- What to do -
1) According to the passage on items numbered 98, who discovered the asteroid 98 Ianthe?
2) Extend the passage on items numbered 98 from its last sentence.

- Given passage -
━━━━━━━━━━━━━━━━━━━━━━━━━━━━━━

52) NGC 98 is a barred spiral galaxy in the Phoenix constellation.
The galaxy NGC 98 was discovered on September 6, 1834
by the British astronomer John Frederick William Herschel.
It is 290 million light years away.
53) Asteroid 98 Ianthe a large main-belt asteroid, named for three figures in Greek mythology.
It is very dark and is composed of carbonates. It was one of the numerous (for his time—
the 19th century) discoveries by C. H. F. Peters, who found it on April 18, 1868, from
Clinton, New York. The asteroid has mass of 8.93x1017 kg, dimension 104.45 km,
and a period of 4.41 years.
54) Boeing C-98 Clipper a flying boat with capability that could fly across
the ocean. Boeing's bid of Model 314 Clipper was successful. Pan Am
signed a contract for six Clippers. It was given military designation C-98.
In 1943, President Franklin D. Roosevelt traveled to the Casablanca
Conference in a Pan-Am crewed C-98. Prime minister Winston Churchill
also flew on them several times adding to Clippers' fame during the war.
Span 152 ft, Length 108 ft, Height 20 ft 4 in., Max speed 210 mph, Crew 10.
The last Clipper was retired in 1946. Photo Source: anigrand.com
55) N98 Submarine Turbulent was from the British Navy. From the outbreak
of WW II until HMS Turbulent's last patrol Commander Linton was constantly
in command of submarines, and during that time inflicted great damage on
the enemy. He sank one cruiser, one destroyer, one U-boat, twenty-eight
supply ships, some 10000 tons in all, and destroyed three trains by gunfire.

━━━━━━━━━━━━━━━━━━━━━━━━━━━━━━

- Stored data entries -

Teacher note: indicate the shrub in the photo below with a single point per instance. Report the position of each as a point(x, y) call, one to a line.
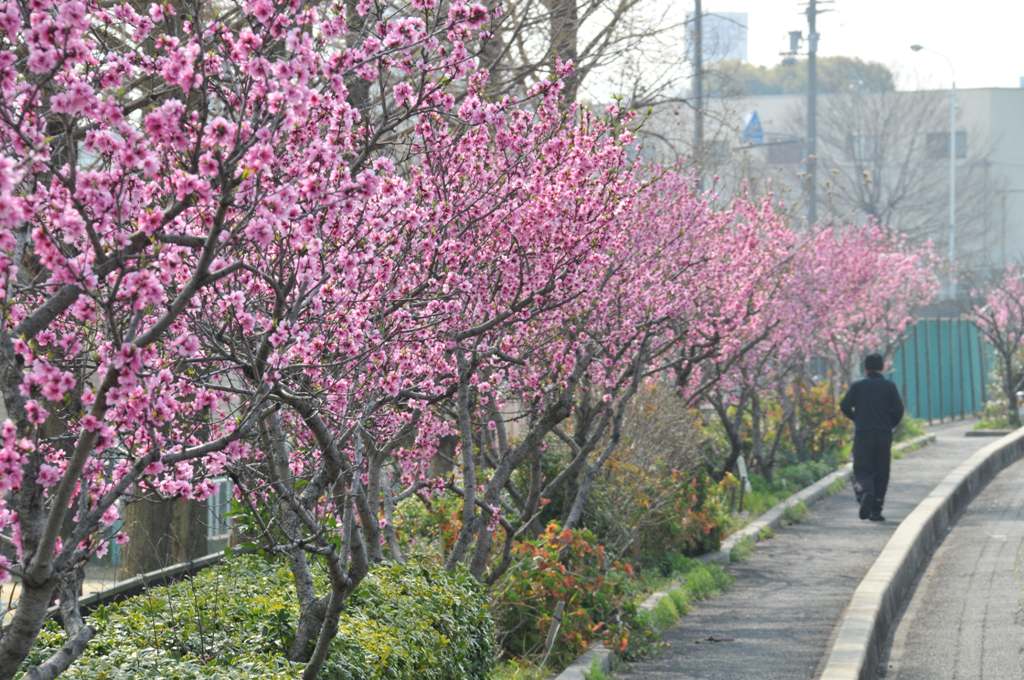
point(569, 566)
point(680, 599)
point(665, 613)
point(237, 620)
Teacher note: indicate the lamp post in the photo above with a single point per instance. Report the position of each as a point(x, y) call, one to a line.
point(952, 166)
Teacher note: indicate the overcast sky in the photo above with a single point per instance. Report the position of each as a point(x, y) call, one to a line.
point(984, 39)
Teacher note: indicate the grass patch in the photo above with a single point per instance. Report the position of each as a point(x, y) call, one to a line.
point(681, 599)
point(519, 670)
point(836, 486)
point(796, 513)
point(708, 581)
point(595, 672)
point(665, 613)
point(908, 428)
point(742, 550)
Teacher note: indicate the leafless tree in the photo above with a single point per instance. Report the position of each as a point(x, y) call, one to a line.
point(884, 156)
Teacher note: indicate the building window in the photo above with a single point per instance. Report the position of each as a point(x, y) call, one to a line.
point(218, 523)
point(785, 153)
point(937, 144)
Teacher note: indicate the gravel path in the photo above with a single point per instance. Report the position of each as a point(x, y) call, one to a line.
point(966, 620)
point(776, 623)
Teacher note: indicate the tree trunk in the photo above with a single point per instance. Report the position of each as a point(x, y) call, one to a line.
point(564, 41)
point(1010, 387)
point(148, 525)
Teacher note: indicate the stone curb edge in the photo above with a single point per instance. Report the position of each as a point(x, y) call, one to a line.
point(887, 587)
point(605, 657)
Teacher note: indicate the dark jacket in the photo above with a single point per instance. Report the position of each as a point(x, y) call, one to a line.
point(872, 404)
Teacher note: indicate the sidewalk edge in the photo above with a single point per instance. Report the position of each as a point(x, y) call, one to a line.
point(772, 518)
point(888, 586)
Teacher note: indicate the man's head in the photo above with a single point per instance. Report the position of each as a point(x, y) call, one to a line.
point(873, 364)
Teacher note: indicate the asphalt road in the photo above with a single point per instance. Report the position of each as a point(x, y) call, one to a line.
point(777, 621)
point(966, 620)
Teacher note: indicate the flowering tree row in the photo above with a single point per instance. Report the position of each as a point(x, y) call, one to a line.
point(999, 317)
point(294, 243)
point(848, 291)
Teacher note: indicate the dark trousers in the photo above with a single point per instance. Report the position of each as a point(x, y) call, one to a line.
point(871, 460)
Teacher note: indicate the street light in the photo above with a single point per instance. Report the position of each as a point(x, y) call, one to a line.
point(952, 165)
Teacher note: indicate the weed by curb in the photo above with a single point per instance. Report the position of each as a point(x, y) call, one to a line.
point(796, 513)
point(742, 550)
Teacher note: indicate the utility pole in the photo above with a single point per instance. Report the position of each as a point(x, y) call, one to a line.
point(698, 90)
point(812, 113)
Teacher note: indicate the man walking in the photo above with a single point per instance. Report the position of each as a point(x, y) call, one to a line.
point(876, 409)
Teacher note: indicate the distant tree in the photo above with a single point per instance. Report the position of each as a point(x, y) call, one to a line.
point(836, 74)
point(884, 156)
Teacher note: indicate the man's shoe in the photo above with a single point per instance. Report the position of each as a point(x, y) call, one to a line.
point(866, 505)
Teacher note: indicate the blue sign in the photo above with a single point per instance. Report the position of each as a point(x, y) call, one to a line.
point(753, 132)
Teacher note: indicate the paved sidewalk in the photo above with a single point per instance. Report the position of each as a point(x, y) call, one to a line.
point(966, 621)
point(776, 623)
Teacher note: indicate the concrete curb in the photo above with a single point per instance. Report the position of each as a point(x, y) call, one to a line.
point(887, 588)
point(987, 433)
point(579, 669)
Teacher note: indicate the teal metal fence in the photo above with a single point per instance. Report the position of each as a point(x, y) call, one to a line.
point(942, 369)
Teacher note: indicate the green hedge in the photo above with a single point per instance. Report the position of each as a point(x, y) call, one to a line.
point(237, 620)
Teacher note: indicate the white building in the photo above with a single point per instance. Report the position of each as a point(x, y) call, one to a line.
point(879, 154)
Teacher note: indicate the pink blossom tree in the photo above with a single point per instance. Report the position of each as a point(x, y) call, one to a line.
point(999, 316)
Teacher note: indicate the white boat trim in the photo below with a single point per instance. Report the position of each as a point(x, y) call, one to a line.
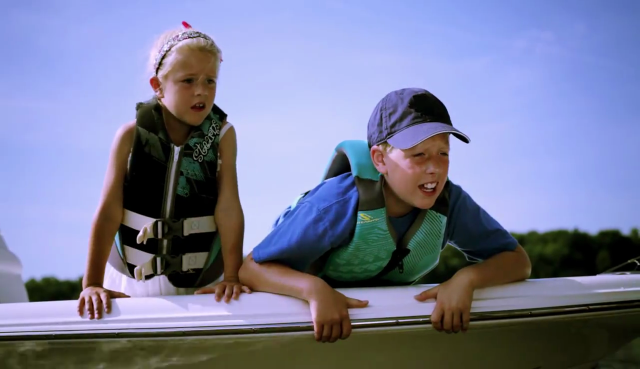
point(269, 313)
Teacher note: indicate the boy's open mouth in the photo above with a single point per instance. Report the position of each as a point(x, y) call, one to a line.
point(198, 107)
point(428, 187)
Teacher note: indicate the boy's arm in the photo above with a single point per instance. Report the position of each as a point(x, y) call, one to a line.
point(109, 214)
point(278, 278)
point(481, 238)
point(228, 214)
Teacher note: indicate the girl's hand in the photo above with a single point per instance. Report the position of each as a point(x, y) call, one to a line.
point(94, 298)
point(229, 287)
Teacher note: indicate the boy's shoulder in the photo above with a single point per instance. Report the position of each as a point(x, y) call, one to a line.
point(332, 191)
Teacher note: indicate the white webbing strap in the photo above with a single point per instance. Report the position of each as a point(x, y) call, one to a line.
point(144, 261)
point(145, 224)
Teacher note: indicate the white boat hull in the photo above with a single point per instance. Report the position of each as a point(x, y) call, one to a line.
point(555, 323)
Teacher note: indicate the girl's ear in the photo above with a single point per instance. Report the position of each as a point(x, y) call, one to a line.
point(378, 158)
point(155, 85)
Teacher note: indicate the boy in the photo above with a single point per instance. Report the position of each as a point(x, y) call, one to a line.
point(381, 217)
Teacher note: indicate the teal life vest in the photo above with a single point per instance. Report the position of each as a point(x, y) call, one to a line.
point(169, 198)
point(375, 256)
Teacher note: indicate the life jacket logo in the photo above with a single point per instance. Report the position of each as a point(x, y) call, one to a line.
point(365, 218)
point(201, 150)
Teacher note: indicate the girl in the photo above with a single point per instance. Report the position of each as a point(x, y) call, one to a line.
point(170, 221)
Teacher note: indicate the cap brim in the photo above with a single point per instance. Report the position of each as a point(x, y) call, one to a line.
point(410, 137)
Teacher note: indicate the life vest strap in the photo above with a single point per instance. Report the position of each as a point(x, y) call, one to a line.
point(147, 263)
point(162, 228)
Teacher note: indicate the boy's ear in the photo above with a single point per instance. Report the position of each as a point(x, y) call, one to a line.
point(155, 85)
point(378, 159)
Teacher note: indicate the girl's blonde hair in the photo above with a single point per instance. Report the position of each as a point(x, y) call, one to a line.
point(164, 50)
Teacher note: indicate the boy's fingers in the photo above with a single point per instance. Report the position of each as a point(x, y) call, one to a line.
point(228, 293)
point(346, 328)
point(219, 292)
point(456, 321)
point(106, 301)
point(431, 293)
point(81, 306)
point(436, 318)
point(317, 330)
point(466, 317)
point(326, 332)
point(448, 320)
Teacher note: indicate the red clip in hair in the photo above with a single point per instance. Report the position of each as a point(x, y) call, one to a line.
point(188, 26)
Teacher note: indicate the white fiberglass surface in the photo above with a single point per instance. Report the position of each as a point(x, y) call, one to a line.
point(263, 308)
point(546, 343)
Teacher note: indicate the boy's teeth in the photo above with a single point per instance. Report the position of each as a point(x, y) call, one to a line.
point(430, 186)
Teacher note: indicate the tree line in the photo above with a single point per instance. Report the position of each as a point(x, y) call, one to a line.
point(558, 253)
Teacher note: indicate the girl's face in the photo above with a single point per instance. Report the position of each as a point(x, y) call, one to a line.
point(189, 87)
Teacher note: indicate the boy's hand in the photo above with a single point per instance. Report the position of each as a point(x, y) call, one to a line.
point(94, 298)
point(453, 304)
point(329, 311)
point(229, 287)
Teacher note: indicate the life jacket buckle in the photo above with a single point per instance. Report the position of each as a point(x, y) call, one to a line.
point(168, 228)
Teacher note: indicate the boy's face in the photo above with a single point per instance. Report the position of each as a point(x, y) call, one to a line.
point(415, 176)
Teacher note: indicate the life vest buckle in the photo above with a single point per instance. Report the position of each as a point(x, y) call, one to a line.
point(167, 264)
point(168, 228)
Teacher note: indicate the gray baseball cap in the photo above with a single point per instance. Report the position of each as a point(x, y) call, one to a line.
point(406, 117)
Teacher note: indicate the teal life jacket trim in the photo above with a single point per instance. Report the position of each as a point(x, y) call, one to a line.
point(375, 255)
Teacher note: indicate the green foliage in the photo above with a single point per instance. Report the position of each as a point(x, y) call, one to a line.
point(560, 253)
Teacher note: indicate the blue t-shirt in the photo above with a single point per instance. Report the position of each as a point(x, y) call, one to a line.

━━━━━━━━━━━━━━━━━━━━━━━━━━━━━━

- Answers below -
1) C. H. F. Peters discovered it.

2)
Length 275 ft, Bean 26 ft 6 in, Depth 14 ft 3 in; Displacement 1327 tons;
Diving Depth 300 feet; Speed 15.25 knots. N68 was launched on 12-5-1941.
On March 14, 1943, off the coast of Sardinia, N(* Turbulent was sunk whilst
transiting a minefield. Her Captain Tubby Linton forgot to check for any
information on minefield disposition. Photo Source: rnsubs.co.uk
56) Type 98 Battle Tank did not entered operational service with the Chinese Army.
The Type 98 MBT is armed with a fully-stabilized 125 mm smoothbore gun,
fitted with an autoloader. Both the gun and autoloader were copied from
the Soviet T-72 MBT. It has a maximum rate of fire of 8 rounds per minute.
The Type 98 is capable of launching anti-tank guided missiles. The Type 98
main battle tank has an all-welded hull and turret. Vehicle is fitted with NBC
protection and automatic fire suppression system. as well as laser protection.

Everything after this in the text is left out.